__Supplied material__:
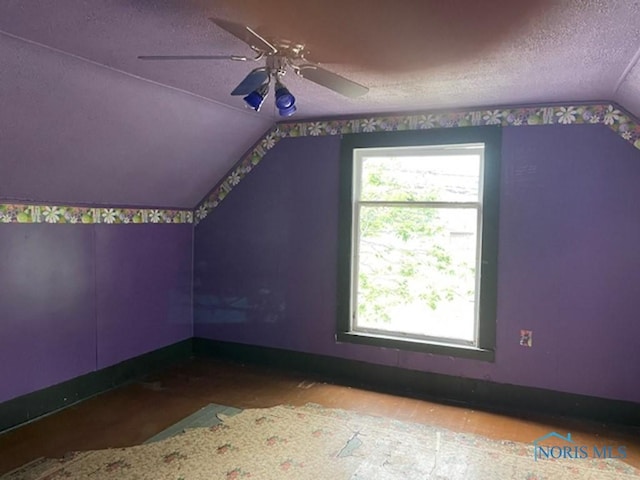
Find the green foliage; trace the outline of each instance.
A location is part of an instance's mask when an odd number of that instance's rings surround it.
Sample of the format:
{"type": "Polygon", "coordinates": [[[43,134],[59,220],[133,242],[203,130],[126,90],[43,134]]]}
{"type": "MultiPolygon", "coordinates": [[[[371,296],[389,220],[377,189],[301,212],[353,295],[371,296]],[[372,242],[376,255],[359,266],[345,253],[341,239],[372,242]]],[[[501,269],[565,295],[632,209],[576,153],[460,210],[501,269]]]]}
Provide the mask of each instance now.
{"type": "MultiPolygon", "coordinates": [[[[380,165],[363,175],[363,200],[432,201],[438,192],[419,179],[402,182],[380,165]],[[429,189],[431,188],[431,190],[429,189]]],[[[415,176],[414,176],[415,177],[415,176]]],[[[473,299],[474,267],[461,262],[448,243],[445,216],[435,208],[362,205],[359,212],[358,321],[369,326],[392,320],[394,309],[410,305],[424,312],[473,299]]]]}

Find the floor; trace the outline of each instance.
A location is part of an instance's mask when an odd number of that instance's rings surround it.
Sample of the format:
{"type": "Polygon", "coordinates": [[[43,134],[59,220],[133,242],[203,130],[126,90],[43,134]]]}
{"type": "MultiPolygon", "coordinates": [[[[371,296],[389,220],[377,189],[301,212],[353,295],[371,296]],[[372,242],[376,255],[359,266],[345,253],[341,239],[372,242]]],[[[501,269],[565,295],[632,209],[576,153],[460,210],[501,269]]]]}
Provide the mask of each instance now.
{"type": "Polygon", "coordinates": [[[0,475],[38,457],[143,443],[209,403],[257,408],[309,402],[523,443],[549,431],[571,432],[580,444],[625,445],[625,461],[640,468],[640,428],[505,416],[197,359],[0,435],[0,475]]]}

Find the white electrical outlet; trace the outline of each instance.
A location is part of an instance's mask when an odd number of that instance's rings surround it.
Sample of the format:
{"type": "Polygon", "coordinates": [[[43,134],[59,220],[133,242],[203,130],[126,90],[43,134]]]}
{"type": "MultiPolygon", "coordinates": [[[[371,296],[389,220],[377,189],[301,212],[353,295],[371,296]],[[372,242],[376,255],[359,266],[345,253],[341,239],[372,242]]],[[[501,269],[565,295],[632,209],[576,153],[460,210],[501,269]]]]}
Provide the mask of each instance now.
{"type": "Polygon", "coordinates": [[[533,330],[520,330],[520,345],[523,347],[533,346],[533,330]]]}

* * *

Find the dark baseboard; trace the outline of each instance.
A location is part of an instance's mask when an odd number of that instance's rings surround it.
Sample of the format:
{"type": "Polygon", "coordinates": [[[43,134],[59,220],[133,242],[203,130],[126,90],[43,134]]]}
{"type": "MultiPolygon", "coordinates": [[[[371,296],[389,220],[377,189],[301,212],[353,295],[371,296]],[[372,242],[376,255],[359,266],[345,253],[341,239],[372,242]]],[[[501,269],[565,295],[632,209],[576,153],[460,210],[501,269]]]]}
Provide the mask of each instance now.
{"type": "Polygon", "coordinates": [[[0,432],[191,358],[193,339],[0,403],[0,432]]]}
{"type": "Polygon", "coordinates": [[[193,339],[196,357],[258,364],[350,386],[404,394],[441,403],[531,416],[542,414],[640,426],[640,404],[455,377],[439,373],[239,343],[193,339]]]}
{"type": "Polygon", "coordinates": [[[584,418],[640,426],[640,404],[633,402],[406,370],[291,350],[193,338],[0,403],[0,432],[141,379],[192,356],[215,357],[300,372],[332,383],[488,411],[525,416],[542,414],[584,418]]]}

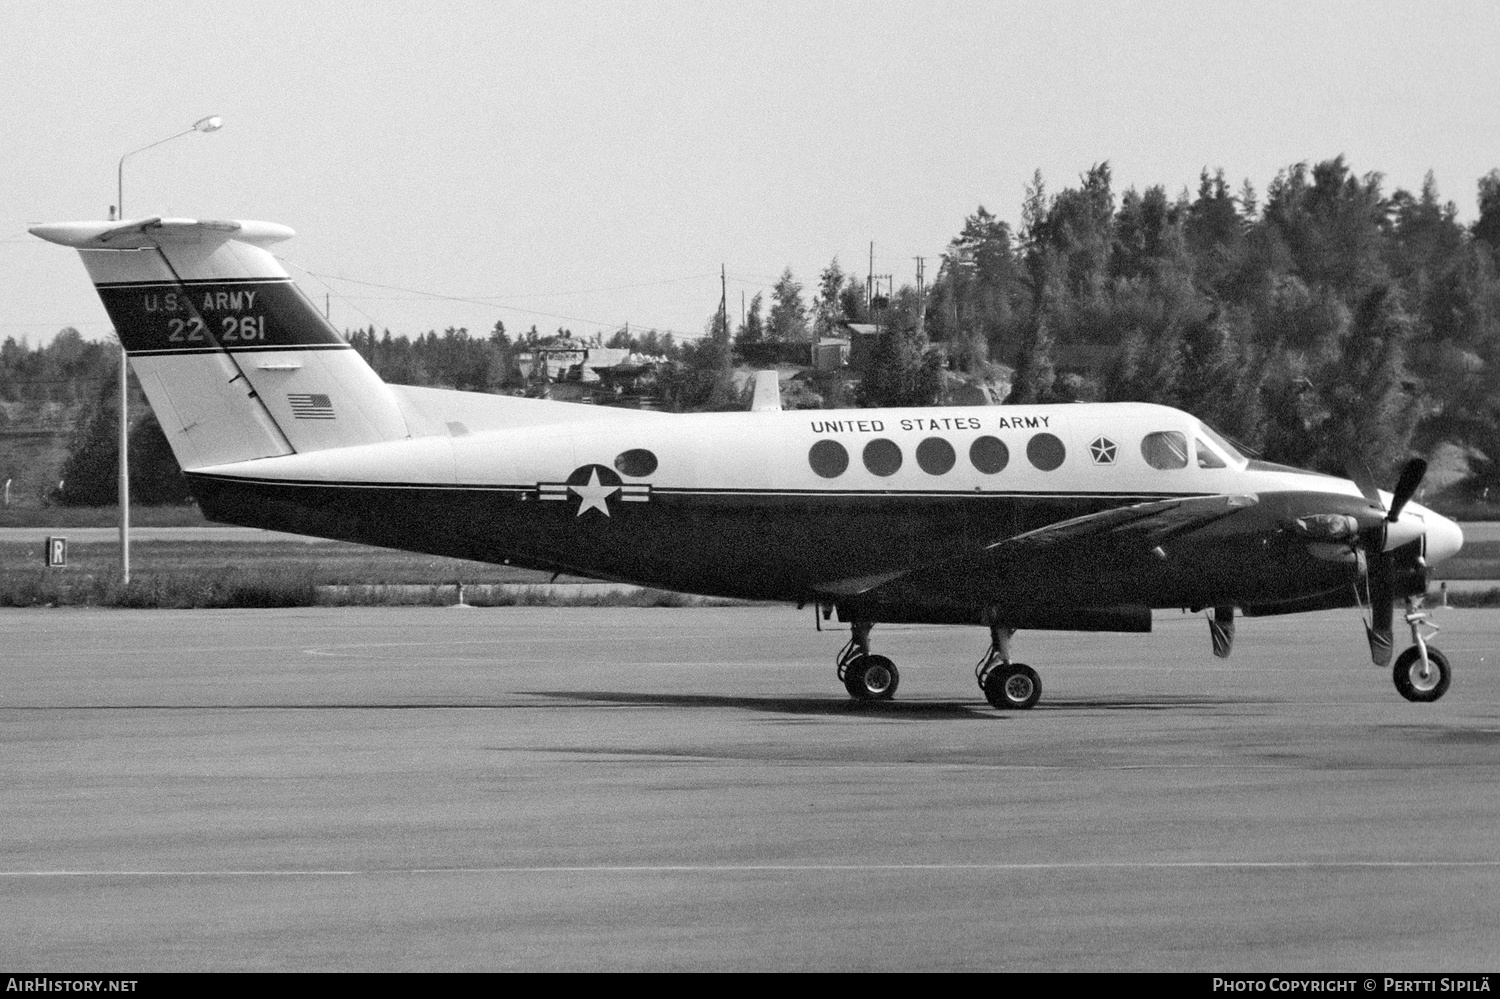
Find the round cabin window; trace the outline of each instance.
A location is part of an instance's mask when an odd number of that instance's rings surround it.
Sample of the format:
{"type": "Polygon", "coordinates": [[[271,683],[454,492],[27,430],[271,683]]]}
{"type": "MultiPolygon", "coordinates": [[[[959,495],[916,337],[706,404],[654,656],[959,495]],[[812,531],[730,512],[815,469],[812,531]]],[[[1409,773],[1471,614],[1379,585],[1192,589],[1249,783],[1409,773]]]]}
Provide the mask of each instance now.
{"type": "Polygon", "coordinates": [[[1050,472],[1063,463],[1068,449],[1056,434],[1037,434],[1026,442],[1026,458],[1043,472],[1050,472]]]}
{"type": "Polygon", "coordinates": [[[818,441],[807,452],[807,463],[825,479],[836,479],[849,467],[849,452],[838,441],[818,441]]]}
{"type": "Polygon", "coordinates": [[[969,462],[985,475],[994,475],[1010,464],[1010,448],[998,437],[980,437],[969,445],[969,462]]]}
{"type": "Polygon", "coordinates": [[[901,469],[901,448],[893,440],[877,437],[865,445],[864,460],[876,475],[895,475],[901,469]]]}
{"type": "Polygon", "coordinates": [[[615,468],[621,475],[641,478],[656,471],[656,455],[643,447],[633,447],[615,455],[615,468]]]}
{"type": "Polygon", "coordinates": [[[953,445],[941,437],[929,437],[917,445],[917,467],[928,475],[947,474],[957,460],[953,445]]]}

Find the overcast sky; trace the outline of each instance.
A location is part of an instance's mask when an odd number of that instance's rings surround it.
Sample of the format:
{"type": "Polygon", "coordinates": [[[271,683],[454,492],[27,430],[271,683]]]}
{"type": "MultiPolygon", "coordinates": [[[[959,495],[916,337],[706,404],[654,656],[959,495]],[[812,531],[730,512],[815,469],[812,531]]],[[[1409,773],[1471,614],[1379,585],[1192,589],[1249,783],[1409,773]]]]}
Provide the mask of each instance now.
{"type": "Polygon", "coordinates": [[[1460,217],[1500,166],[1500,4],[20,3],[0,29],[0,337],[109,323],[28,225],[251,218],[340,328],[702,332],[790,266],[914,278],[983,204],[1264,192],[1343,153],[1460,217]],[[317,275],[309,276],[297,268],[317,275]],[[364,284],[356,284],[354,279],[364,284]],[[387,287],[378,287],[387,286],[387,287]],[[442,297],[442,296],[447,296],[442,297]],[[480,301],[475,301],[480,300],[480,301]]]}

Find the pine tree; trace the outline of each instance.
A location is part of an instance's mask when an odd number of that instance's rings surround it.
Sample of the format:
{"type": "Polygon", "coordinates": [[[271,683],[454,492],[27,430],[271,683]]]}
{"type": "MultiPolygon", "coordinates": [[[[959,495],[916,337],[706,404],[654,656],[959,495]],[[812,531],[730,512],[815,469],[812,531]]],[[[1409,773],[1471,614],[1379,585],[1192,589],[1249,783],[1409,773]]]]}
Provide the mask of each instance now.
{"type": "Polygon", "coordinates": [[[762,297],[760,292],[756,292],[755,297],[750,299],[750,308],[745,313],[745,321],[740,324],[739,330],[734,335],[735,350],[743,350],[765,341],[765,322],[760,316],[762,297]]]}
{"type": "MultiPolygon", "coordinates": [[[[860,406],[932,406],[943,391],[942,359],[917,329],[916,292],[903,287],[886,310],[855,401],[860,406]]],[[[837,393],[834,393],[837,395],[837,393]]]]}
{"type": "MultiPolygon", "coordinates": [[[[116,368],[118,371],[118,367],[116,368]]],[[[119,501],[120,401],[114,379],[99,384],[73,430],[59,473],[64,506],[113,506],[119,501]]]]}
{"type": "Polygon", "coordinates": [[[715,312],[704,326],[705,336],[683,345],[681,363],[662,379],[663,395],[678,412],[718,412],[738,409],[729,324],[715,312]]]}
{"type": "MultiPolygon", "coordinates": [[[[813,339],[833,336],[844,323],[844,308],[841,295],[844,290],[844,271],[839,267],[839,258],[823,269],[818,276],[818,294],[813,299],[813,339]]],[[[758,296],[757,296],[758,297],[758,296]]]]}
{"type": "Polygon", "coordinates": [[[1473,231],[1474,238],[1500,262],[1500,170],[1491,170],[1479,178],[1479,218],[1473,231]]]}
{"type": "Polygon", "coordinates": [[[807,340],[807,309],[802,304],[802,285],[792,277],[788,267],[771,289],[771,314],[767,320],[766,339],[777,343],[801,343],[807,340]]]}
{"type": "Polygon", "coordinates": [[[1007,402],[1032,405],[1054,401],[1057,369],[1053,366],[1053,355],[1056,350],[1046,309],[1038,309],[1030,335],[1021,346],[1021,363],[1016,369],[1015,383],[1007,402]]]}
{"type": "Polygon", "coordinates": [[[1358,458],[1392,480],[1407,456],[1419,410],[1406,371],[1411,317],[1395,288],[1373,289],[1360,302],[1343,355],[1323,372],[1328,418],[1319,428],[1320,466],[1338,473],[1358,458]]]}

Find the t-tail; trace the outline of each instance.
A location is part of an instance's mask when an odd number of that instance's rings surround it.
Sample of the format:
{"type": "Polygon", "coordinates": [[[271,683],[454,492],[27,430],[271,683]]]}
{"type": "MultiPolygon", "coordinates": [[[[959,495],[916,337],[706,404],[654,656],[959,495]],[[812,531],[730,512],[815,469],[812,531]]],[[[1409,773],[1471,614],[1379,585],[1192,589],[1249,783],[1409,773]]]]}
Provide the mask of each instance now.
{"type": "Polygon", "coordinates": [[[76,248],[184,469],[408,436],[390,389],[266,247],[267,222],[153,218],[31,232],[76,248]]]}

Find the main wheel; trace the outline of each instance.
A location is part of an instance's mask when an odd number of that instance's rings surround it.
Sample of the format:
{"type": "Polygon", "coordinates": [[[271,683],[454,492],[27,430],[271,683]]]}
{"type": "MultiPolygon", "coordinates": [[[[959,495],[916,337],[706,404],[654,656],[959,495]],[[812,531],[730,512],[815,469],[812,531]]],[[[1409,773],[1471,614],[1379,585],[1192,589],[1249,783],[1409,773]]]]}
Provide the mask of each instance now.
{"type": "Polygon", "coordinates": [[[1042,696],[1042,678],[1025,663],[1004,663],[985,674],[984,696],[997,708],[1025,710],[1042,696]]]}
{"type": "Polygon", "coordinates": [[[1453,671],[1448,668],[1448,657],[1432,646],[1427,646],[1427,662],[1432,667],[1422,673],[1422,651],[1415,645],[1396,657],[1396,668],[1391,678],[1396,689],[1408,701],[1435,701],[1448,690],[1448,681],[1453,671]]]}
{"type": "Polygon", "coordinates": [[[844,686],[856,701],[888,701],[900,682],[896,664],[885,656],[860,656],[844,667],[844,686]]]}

__Task directions__: Copy each line of the listing above that contains the word "trace".

__Task solution__:
Find the green foliage; trace the outline of each instance.
Find the floor; trace the outline of each instance.
Find the white electrical outlet; trace the outline of each instance.
Find the dark baseboard; trace the outline of each instance.
Find the round cabin window; trace the outline of each instance.
Find the overcast sky; trace the outline of each instance.
Find the pine tree; trace the outline of each instance.
Find the t-tail; trace the outline of each instance.
Find the main wheel; trace the outline of each instance.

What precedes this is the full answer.